- [WORK REQUIRED]
Copy the lines of the records below without any change, starting at the line that contains "--target cloudy sky" and ending at the last line of the records.

SUPPLIED DATA start

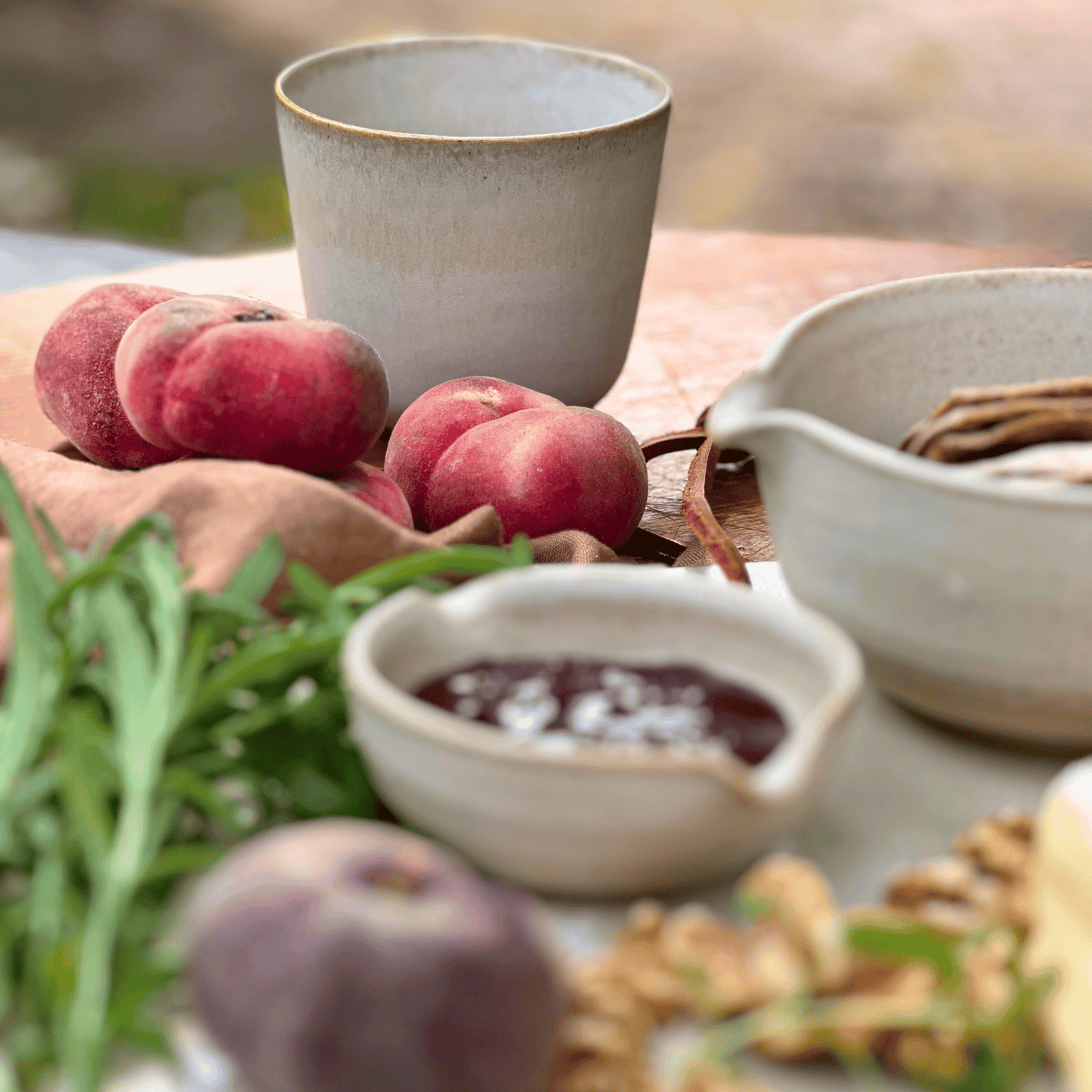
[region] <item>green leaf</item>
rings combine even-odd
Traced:
[[[88,875],[102,882],[114,834],[108,798],[117,788],[117,774],[103,757],[108,728],[88,702],[62,707],[57,722],[61,750],[56,768],[61,797],[83,850]]]
[[[298,678],[309,667],[336,655],[340,648],[341,637],[322,627],[299,634],[281,630],[257,637],[209,672],[194,696],[190,715],[223,702],[230,690],[249,689],[288,675]]]
[[[187,844],[168,845],[161,850],[158,856],[145,869],[142,883],[154,883],[156,880],[173,876],[185,876],[187,873],[203,873],[212,868],[224,855],[224,846]]]
[[[23,502],[12,485],[8,468],[2,464],[0,464],[0,519],[3,520],[8,537],[15,547],[15,555],[23,559],[27,579],[41,598],[48,598],[57,589],[57,580],[49,571],[38,536],[32,530],[26,512],[23,511]]]
[[[322,612],[330,605],[333,584],[323,580],[309,566],[293,561],[288,566],[288,583],[296,590],[305,605],[313,610]]]
[[[276,535],[266,535],[239,566],[224,592],[249,603],[261,603],[283,568],[284,549]]]

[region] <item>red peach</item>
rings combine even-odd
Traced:
[[[440,455],[463,432],[519,410],[561,408],[563,402],[526,387],[471,376],[450,379],[417,399],[399,418],[387,444],[383,470],[399,484],[424,525],[425,488]]]
[[[85,292],[46,331],[34,361],[41,412],[100,466],[140,470],[167,463],[177,443],[150,443],[129,423],[118,400],[114,358],[130,324],[149,308],[181,293],[146,284],[104,284]]]
[[[491,505],[509,537],[574,529],[620,546],[649,491],[640,444],[619,422],[478,376],[410,406],[384,468],[428,531]]]
[[[235,296],[151,308],[122,337],[116,375],[146,440],[311,474],[359,459],[387,416],[387,375],[363,337]]]
[[[381,512],[392,523],[413,530],[413,514],[394,479],[378,466],[354,463],[334,479],[334,485],[352,494],[361,503]]]

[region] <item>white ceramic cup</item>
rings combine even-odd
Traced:
[[[660,75],[537,41],[402,38],[296,61],[276,96],[307,312],[376,347],[392,422],[462,376],[606,394],[652,232]]]

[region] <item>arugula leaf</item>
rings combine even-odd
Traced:
[[[97,1092],[112,1053],[166,1051],[178,971],[163,937],[180,885],[235,841],[378,797],[347,737],[337,654],[359,614],[402,587],[532,563],[455,546],[340,586],[287,573],[288,621],[262,606],[284,568],[266,538],[218,594],[187,590],[152,513],[81,553],[44,513],[54,574],[5,471],[13,646],[0,703],[0,1092],[62,1070]]]

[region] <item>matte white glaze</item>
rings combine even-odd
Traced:
[[[880,285],[792,322],[709,416],[757,456],[793,594],[926,714],[1092,744],[1092,487],[989,479],[905,454],[956,387],[1092,372],[1092,272]]]
[[[788,739],[731,758],[601,745],[547,750],[412,691],[482,656],[685,661],[752,686]],[[472,860],[543,891],[632,895],[724,875],[806,811],[856,705],[853,643],[739,586],[628,566],[536,566],[369,610],[342,656],[352,732],[384,798]]]
[[[670,92],[622,58],[405,38],[305,58],[277,118],[308,314],[387,365],[594,405],[629,349]]]

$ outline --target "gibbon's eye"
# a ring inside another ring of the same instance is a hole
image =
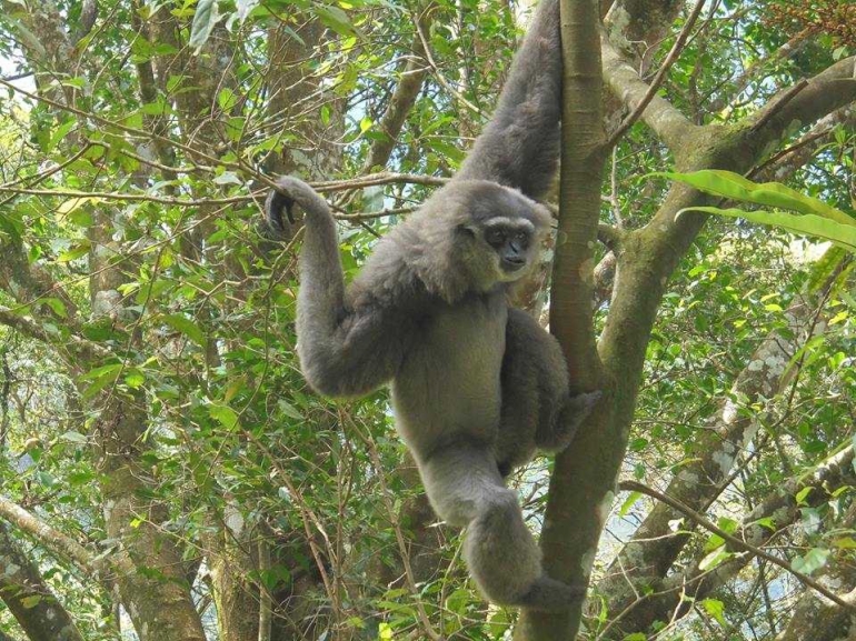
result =
[[[485,240],[490,247],[501,247],[506,242],[506,232],[499,228],[490,228],[485,232]]]

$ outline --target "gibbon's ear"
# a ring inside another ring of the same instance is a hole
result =
[[[476,238],[476,228],[471,224],[461,223],[457,228],[458,233],[467,238]]]
[[[265,220],[276,238],[282,238],[295,223],[295,199],[278,191],[271,191],[265,203]]]

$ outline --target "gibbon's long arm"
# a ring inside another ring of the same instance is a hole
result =
[[[409,321],[395,301],[349,309],[336,221],[327,202],[303,181],[278,179],[268,198],[268,224],[282,229],[297,203],[305,212],[297,300],[297,351],[309,384],[325,395],[362,395],[389,381],[400,364]]]
[[[541,0],[508,74],[499,106],[456,179],[485,179],[538,199],[559,157],[561,116],[559,0]]]

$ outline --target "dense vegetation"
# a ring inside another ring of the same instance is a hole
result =
[[[660,172],[853,217],[856,6],[617,0],[603,43],[564,7],[558,233],[519,302],[609,401],[512,479],[550,572],[590,577],[550,618],[478,595],[385,392],[307,389],[300,230],[258,231],[300,174],[352,274],[455,172],[530,7],[0,9],[0,641],[854,633],[853,254],[676,217],[735,204]]]

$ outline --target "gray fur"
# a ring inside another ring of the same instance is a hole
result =
[[[543,0],[459,176],[378,241],[347,290],[327,203],[283,177],[267,207],[273,228],[295,203],[306,214],[297,332],[309,384],[348,397],[391,382],[396,425],[431,505],[469,528],[465,557],[479,589],[548,611],[585,588],[544,573],[502,477],[536,448],[567,447],[600,395],[570,397],[558,342],[507,304],[549,230],[549,212],[525,194],[540,194],[556,166],[558,31],[558,0]]]

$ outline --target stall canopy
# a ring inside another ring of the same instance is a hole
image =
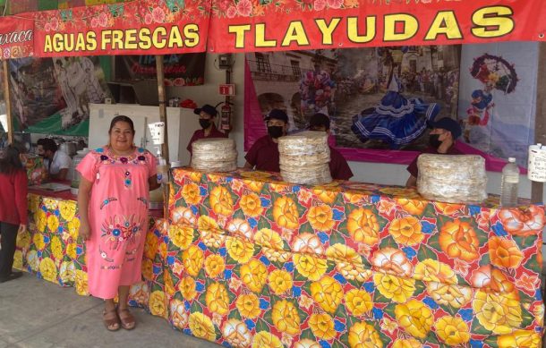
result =
[[[0,21],[3,58],[545,40],[542,0],[136,0]]]

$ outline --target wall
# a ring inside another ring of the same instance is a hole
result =
[[[233,123],[233,132],[230,138],[235,139],[237,149],[243,149],[243,81],[244,81],[244,55],[242,54],[235,55],[235,61],[234,65],[233,81],[235,83],[237,93],[235,100],[235,113]],[[218,55],[209,55],[207,56],[207,67],[205,72],[205,85],[201,87],[171,87],[167,88],[167,97],[180,97],[183,99],[191,98],[198,105],[205,103],[216,105],[223,100],[218,96],[218,85],[226,81],[225,71],[217,68],[218,62],[215,62]],[[243,152],[240,152],[239,166],[244,164]],[[381,163],[363,163],[349,162],[349,166],[354,174],[354,180],[367,182],[404,185],[408,177],[405,166],[388,165]],[[500,174],[496,172],[488,173],[487,191],[490,193],[499,193],[500,191]],[[546,190],[544,191],[546,192]],[[522,175],[519,186],[520,197],[531,197],[531,182],[525,175]]]

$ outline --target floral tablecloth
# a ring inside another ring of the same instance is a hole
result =
[[[539,347],[542,206],[173,171],[131,303],[234,347]],[[30,195],[18,267],[87,293],[75,201]]]
[[[166,258],[145,275],[188,334],[245,347],[541,344],[542,206],[260,172],[173,176],[168,238],[149,234]]]

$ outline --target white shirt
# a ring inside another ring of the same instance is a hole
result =
[[[63,151],[55,151],[55,155],[53,155],[53,161],[51,162],[51,166],[49,166],[49,160],[44,159],[44,165],[46,168],[49,168],[49,174],[58,174],[61,169],[68,169],[72,165],[72,159],[70,156],[66,155],[66,153]]]

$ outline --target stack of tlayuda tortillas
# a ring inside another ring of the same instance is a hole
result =
[[[193,169],[202,172],[232,172],[237,168],[237,149],[233,139],[200,139],[193,142],[192,151]]]
[[[320,185],[332,181],[325,132],[307,131],[278,139],[280,174],[291,183]]]
[[[422,154],[417,191],[427,199],[481,203],[487,198],[485,159],[477,155]]]

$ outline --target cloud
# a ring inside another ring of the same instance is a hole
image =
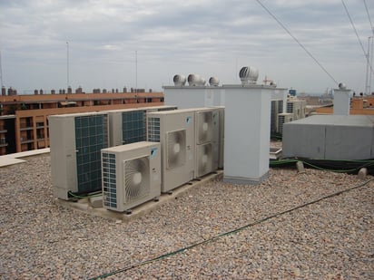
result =
[[[365,58],[341,1],[261,3],[337,80],[363,91]],[[367,4],[373,14],[373,4]],[[346,5],[366,47],[371,34],[365,6]],[[9,0],[0,9],[4,81],[20,92],[64,86],[66,42],[72,85],[86,92],[133,87],[135,51],[140,87],[161,90],[175,72],[188,72],[217,73],[232,83],[244,64],[281,86],[307,92],[334,86],[256,1]]]

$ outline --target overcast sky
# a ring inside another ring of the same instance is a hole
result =
[[[365,91],[366,57],[341,0],[261,2],[334,80]],[[367,52],[365,2],[344,3]],[[366,4],[373,23],[374,1]],[[86,92],[162,91],[176,73],[239,83],[241,66],[299,92],[336,88],[255,0],[1,0],[0,34],[4,85],[21,94],[66,88],[67,72]]]

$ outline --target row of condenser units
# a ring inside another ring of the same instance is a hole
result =
[[[103,191],[126,211],[223,168],[224,108],[175,106],[49,117],[54,195]]]

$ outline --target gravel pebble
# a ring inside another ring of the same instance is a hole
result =
[[[50,172],[48,155],[0,169],[1,279],[99,276],[364,182],[355,175],[271,169],[259,186],[213,180],[118,223],[54,204]],[[373,185],[108,278],[373,279]]]

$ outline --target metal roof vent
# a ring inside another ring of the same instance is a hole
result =
[[[186,83],[186,77],[183,75],[176,74],[172,78],[175,86],[183,86]]]
[[[209,79],[209,84],[212,86],[218,86],[220,84],[220,80],[217,77],[211,77]]]
[[[256,68],[244,66],[239,72],[241,84],[256,84],[259,78],[259,71]]]
[[[345,90],[345,89],[347,89],[345,83],[343,83],[343,82],[340,82],[339,85],[338,85],[338,87],[339,87],[340,90]]]
[[[271,82],[270,83],[271,86],[276,88],[277,87],[277,82],[275,82],[274,81]]]
[[[205,85],[205,79],[197,74],[189,74],[187,77],[188,84],[190,86]]]

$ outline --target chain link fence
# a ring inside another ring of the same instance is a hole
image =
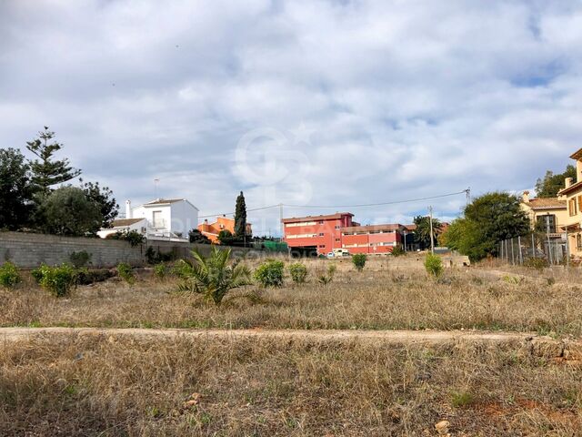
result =
[[[540,233],[516,237],[499,242],[497,253],[507,264],[524,265],[530,259],[544,259],[549,266],[569,265],[570,251],[566,233]]]

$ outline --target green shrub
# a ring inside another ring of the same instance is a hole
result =
[[[156,264],[154,266],[154,275],[160,280],[163,280],[164,278],[166,278],[166,276],[167,275],[167,266],[163,262]]]
[[[250,269],[240,259],[230,263],[231,249],[213,246],[210,255],[204,257],[192,250],[194,260],[180,259],[174,269],[182,279],[181,291],[200,294],[208,302],[220,305],[231,290],[251,284]],[[256,296],[246,296],[253,301]]]
[[[392,249],[392,252],[390,253],[392,254],[393,257],[401,257],[406,254],[406,252],[405,251],[402,246],[396,246]]]
[[[289,266],[291,279],[296,284],[303,284],[307,278],[307,268],[301,262],[295,262]]]
[[[425,259],[425,269],[429,275],[438,278],[443,274],[443,261],[437,255],[429,253]]]
[[[81,269],[76,272],[77,285],[90,285],[95,282],[104,282],[115,276],[115,272],[109,269]]]
[[[129,285],[135,283],[135,275],[129,264],[125,262],[117,264],[117,274],[119,275],[119,278],[124,279]]]
[[[43,264],[33,276],[43,289],[57,298],[67,296],[76,280],[76,271],[70,264],[56,267]]]
[[[330,264],[327,266],[327,269],[325,272],[320,272],[317,275],[317,282],[321,285],[326,286],[334,280],[334,275],[336,274],[336,270],[337,269],[337,266],[336,264]]]
[[[12,289],[21,280],[18,268],[12,262],[6,261],[0,267],[0,287]]]
[[[151,266],[155,266],[160,262],[174,261],[178,257],[174,251],[162,253],[159,249],[156,250],[152,246],[149,246],[146,249],[146,259],[147,259],[147,263]]]
[[[34,269],[30,270],[30,274],[38,285],[40,285],[40,281],[43,279],[43,271],[39,269]]]
[[[124,241],[127,241],[132,248],[135,246],[139,246],[140,244],[144,244],[146,242],[146,237],[140,232],[137,232],[135,229],[132,230],[118,230],[115,234],[108,239],[122,239]]]
[[[267,259],[255,270],[253,278],[263,287],[281,287],[285,264],[278,259]]]
[[[71,264],[77,269],[81,269],[82,267],[86,267],[87,264],[91,263],[91,258],[93,254],[88,253],[86,250],[81,250],[79,252],[71,252],[69,255],[69,260]]]
[[[352,256],[352,262],[358,271],[362,271],[364,269],[366,259],[367,259],[367,256],[365,253],[356,253]]]
[[[545,258],[532,257],[524,260],[524,267],[527,267],[528,269],[535,269],[538,271],[542,271],[547,266],[547,259],[546,259]]]
[[[507,284],[519,285],[523,282],[524,279],[520,276],[505,275],[502,280]]]

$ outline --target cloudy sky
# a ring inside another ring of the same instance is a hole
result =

SUPPLIED DATA end

- [SOLUTION]
$ outline --target cloudy sky
# a ring inside another ring of the same instance is a hole
result =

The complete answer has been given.